(Stored data)
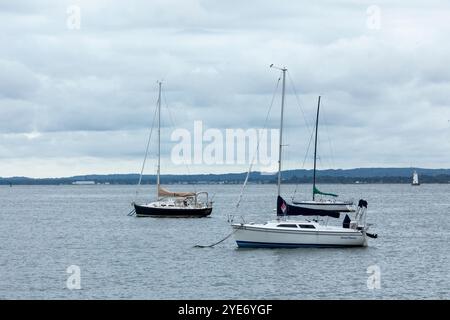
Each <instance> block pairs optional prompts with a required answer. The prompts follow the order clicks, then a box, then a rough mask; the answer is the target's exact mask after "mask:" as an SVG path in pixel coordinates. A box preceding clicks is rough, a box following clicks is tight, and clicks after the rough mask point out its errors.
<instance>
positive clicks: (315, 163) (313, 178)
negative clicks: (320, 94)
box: [313, 96, 320, 201]
mask: <svg viewBox="0 0 450 320" xmlns="http://www.w3.org/2000/svg"><path fill="white" fill-rule="evenodd" d="M319 110H320V96H319V101H318V102H317V116H316V137H315V139H314V171H313V201H314V200H315V196H316V194H315V192H314V190H316V163H317V129H318V127H319Z"/></svg>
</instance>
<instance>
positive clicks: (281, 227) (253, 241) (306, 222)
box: [232, 221, 367, 248]
mask: <svg viewBox="0 0 450 320" xmlns="http://www.w3.org/2000/svg"><path fill="white" fill-rule="evenodd" d="M287 223H289V224H300V223H301V224H309V225H313V226H314V227H315V228H314V229H301V228H282V227H278V225H280V224H287ZM232 227H233V228H234V229H235V232H234V237H235V239H236V243H237V245H238V246H239V247H241V248H297V247H358V246H367V236H366V234H365V232H364V231H361V230H357V229H347V228H341V227H332V226H322V225H320V224H318V223H313V222H305V221H289V222H282V221H275V222H269V223H266V224H233V225H232Z"/></svg>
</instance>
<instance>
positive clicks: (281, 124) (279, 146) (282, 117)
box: [278, 68, 287, 196]
mask: <svg viewBox="0 0 450 320" xmlns="http://www.w3.org/2000/svg"><path fill="white" fill-rule="evenodd" d="M281 71H283V87H282V93H281V120H280V146H279V149H278V196H279V195H280V193H281V153H282V152H281V149H282V148H283V118H284V93H285V83H286V71H287V69H286V68H283V69H281Z"/></svg>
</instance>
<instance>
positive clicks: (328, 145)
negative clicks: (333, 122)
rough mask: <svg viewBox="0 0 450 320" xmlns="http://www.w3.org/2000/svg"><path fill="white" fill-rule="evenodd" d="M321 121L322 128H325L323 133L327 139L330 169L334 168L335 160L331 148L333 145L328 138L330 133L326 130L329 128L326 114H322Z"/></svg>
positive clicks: (327, 119)
mask: <svg viewBox="0 0 450 320" xmlns="http://www.w3.org/2000/svg"><path fill="white" fill-rule="evenodd" d="M323 119H324V124H325V125H324V127H325V132H326V134H327V139H328V146H329V148H330V164H331V168H336V163H335V162H334V159H335V153H334V148H333V143H332V141H331V138H330V137H331V136H330V132H329V130H328V127H329V122H328V118H327V117H326V114H325V113H324V114H323Z"/></svg>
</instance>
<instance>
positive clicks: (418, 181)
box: [411, 170, 420, 186]
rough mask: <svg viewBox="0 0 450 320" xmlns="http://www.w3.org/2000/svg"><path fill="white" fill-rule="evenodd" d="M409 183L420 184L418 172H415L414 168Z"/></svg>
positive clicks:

Work request ▸
Look above for the line with "negative clicks: (320, 94)" and the line with "negative clicks: (333, 122)"; transcribe both and all lines in between, exactly, and nothing else.

Response ▸
negative clicks: (320, 94)
box: [313, 96, 320, 201]
mask: <svg viewBox="0 0 450 320" xmlns="http://www.w3.org/2000/svg"><path fill="white" fill-rule="evenodd" d="M319 110H320V96H319V101H318V102H317V116H316V137H315V139H314V171H313V201H314V200H315V196H316V194H315V192H314V190H316V163H317V129H318V127H319Z"/></svg>
</instance>
<instance>
positive clicks: (281, 227) (253, 241) (306, 222)
box: [232, 221, 367, 248]
mask: <svg viewBox="0 0 450 320" xmlns="http://www.w3.org/2000/svg"><path fill="white" fill-rule="evenodd" d="M287 223H289V224H300V223H301V224H309V225H313V226H314V227H315V228H314V229H301V228H282V227H278V225H280V224H287ZM232 227H233V228H234V229H235V232H234V237H235V239H236V243H237V245H238V246H239V247H241V248H297V247H358V246H367V236H366V234H365V232H364V231H361V230H357V229H347V228H341V227H332V226H322V225H320V224H318V223H313V222H305V221H289V222H282V221H275V222H269V223H266V224H233V225H232Z"/></svg>
</instance>
<instance>
positive clicks: (281, 124) (279, 146) (282, 117)
box: [278, 68, 287, 196]
mask: <svg viewBox="0 0 450 320" xmlns="http://www.w3.org/2000/svg"><path fill="white" fill-rule="evenodd" d="M281 71H283V87H282V93H281V120H280V146H279V149H278V196H279V195H280V193H281V153H282V152H281V149H282V148H283V118H284V93H285V83H286V71H287V69H286V68H283V69H281Z"/></svg>
</instance>
<instance>
positive clicks: (328, 145)
negative clicks: (333, 122)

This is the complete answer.